Assigned task 1:
Decide whether each statement below agrees with the text on paternal and maternal genetic contributions, answering yes or no for each and quoting the deciding words. (a) The average pairwise relatedness among all parents was 0.016. (b) When maternal half-siblings were analyzed on their own, the maternal genetic contribution became significant. (c) The full-sibling estimate differed significantly from the estimates for fathers.
Assigned task 2:
Resume the text on paternal and maternal genetic contributions after its final sentence, writing one further paragraph in the same style.

Extracted text:
═══
Note that this statistical approach is essentially equivalent to an “Animal Model”  with a pedigree cut at the parental level. The main advantage of the “Animal Model” is its ability to extract additional information from complex pedigrees by comparing individuals with different relatedness in multiple layers of the pedigree. This advantage, however, is minimal here, as we are only comparing siblings, and almost all are half-siblings. Moreover, the cost of implementing the “Animal Model” here is substantial, as it necessitates a range of requirements and assumptions (e.g., a balanced mixture of half- and full-siblings) that cannot be met by this data set, and carries a risk of false negatives due to confounding variables . We therefore chose to adopt the well-established and simpler statistical approach described above.
Differences between the F values among the dams and among the sires were not statistically significant (Mann–Whitney test, U = 552, Z = 0.88053, P > 0.05). Average pairwise relatedness (r) among dams and among sires were also not significantly different (Mann–Whitney test, U = 575.5, Z = − 0.01841, P > 0.05). The average pairwise relatedness among all parents was low, 0.016, consistent with values expected for sixth-degree relatives. Average relatedness estimates of dam-offspring and sire-offspring pairs also did not significantly differ (Mann–Whitney test, U = 2901, Z = 0.19901, P > 0.05), indicating that heritability estimates are unlikely to be influenced by differences in inbreeding and relatedness levels from the parents and/or unequal levels of relatedness between the offspring and their dams and sires.
The main analysis included paternal and maternal half-siblings of each son so that variance components for fathers were controlled for shared environmental effects with mothers and vice-versa. For non-social equivalence score, when fathers and mothers were analyzed together (N = 274 half-siblings), paternal genetic contribution was strong (σ2g/σ2P = 19.4%; Z = 2.88; P = 0.0040) and highly heritable (h2 ± SD = 0.777 ± 0.270); whereas maternal genetic contribution was weak and not significantly heritable (σ2g/σ2P = 7.8%; Z = 0.386; P = 0.6997; h2 = 0.312 ± 0.808) (Fig. 1a). This difference in genetic contribution between fathers and mothers was highly significant (F236,88 = 2.854; P < 0.0001), and is evidenced by the BLUPs for fathers versus mothers (Fig. 2a).
We then used “sensitivity analysis”, which is a formal process to rule out false discovery due to subject selection or model design in human medical research , thereby ‘stress-testing’ this result. Thus, we calculated variance components treating the subsets of paternal and maternal half-siblings separately. For non-social equivalence score, when paternal half-siblings were considered separately (N = 258), paternal genetic contribution remained significant and highly heritable (σ2g/σ2P = 19.9%; Z = 2.96; P = 0.0031; h2 ± SD = 0.795 ± 0.269); whereas when maternal half-siblings were considered separately (N = 73), maternal genetic contribution remained non-significant (σ2g/σ2P = 17.3%; Z = 1.08; P = 0.2788; h2 = 0.694 ± 0.641), confirming a selective paternal effect. Furthermore, for non-social equivalence score, we assessed a small set of full-siblings (N = 24). The maximum expected σ2g/σ2P for full-siblings is 50%. This combined parental genetic contribution was σ2g/σ2P = 25.2% (h2 = 0.503 ± 0.553) (Fig. 1b), which was significantly different from the estimates for mothers (F11,236 = 4.145; P < 0.0001), but not significantly different from those for fathers (F11,88 = 1.452; P = 0.1644), consistent with a lack of maternal effect and a selective paternal effect.
═══
Listed records:
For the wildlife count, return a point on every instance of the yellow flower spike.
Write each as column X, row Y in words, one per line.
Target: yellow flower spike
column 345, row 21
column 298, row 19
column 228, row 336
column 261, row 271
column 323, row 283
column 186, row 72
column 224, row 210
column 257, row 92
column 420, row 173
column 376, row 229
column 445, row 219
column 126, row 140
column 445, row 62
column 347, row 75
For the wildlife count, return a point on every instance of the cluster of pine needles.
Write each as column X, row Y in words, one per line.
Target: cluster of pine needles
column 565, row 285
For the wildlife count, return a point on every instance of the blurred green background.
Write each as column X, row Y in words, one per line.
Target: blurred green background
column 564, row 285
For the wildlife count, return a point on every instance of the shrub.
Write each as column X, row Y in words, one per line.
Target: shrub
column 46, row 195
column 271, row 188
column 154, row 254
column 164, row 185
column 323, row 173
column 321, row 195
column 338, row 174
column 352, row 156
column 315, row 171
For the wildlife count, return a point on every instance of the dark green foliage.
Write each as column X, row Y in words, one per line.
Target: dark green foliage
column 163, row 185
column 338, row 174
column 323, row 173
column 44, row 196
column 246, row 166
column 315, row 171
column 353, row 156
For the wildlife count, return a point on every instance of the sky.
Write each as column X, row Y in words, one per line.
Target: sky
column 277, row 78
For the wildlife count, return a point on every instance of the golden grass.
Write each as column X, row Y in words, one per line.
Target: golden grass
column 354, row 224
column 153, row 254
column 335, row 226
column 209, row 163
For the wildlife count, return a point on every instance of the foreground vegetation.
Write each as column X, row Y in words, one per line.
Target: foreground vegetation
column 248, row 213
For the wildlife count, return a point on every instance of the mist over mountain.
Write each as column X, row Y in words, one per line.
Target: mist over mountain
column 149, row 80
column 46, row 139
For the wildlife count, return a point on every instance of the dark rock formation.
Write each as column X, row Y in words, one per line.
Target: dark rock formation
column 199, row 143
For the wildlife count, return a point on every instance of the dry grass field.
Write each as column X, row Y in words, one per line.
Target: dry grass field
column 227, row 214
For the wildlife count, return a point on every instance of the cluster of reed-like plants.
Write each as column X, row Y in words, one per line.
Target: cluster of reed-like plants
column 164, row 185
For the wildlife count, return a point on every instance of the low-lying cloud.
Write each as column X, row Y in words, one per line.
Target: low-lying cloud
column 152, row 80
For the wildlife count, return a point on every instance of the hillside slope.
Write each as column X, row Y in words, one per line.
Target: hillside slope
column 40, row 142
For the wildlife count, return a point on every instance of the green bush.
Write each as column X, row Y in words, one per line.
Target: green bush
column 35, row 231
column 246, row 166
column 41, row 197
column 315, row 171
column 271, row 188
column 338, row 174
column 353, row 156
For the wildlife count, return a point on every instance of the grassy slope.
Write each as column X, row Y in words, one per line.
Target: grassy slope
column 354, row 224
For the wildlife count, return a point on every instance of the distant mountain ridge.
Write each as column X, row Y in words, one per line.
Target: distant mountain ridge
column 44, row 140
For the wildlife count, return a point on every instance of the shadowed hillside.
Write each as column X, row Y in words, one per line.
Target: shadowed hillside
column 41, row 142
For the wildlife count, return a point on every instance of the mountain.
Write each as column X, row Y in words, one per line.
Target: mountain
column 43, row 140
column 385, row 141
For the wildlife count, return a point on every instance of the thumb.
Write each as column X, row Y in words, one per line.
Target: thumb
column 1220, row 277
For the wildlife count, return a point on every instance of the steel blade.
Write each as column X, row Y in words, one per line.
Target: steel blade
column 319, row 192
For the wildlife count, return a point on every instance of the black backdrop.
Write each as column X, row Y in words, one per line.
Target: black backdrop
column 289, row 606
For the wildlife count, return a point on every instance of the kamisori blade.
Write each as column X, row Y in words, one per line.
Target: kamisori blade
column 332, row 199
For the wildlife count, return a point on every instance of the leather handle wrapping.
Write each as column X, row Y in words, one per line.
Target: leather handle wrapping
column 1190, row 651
═══
Reply 1:
(a) Yes: "The average pairwise relatedness among all parents was low, 0.016"
(b) No: "maternal genetic contribution remained non-significant"
(c) No: "but not significantly different from those for fathers"

Reply 2:
Finally, we performed the same main and secondary analyses for the mSRS-R score, which showed the same pattern: When fathers and mothers were analyzed together (N = 194 half-siblings), paternal genetic contribution was strong (σ2g/σ2P = 25.5%; Z = 3.08; P = 0.0021) and highly heritable (h2 ± SD = 1.020 ± 0.331); whereas maternal genetic contribution was weak and not significantly heritable (σ2g/σ2P = 8.1%; Z = 0.314; P = 0.7583; h2 = 0.323 ± 1.030) (Fig. 1c). Again, this difference in genetic contribution between fathers and mothers was highly significant (F170,68 = 3.898; P < 0.0001), and is evidenced by the BLUPs (Fig. 2b). Similarly, when paternal half-siblings were considered separately (N = 180), paternal genetic contribution remained significant (σ2g/σ2P = 23.5%; Z = 2.84; P = 0.0045; h2 = 0.940 ± 0.331); whereas when maternal half-siblings were considered separately (N = 45), maternal genetic contribution remained non-significant (σ2g/σ2P = 0.6%; Z = 0.027; P = 0.9782; h2 = 0.023 ± 0.835).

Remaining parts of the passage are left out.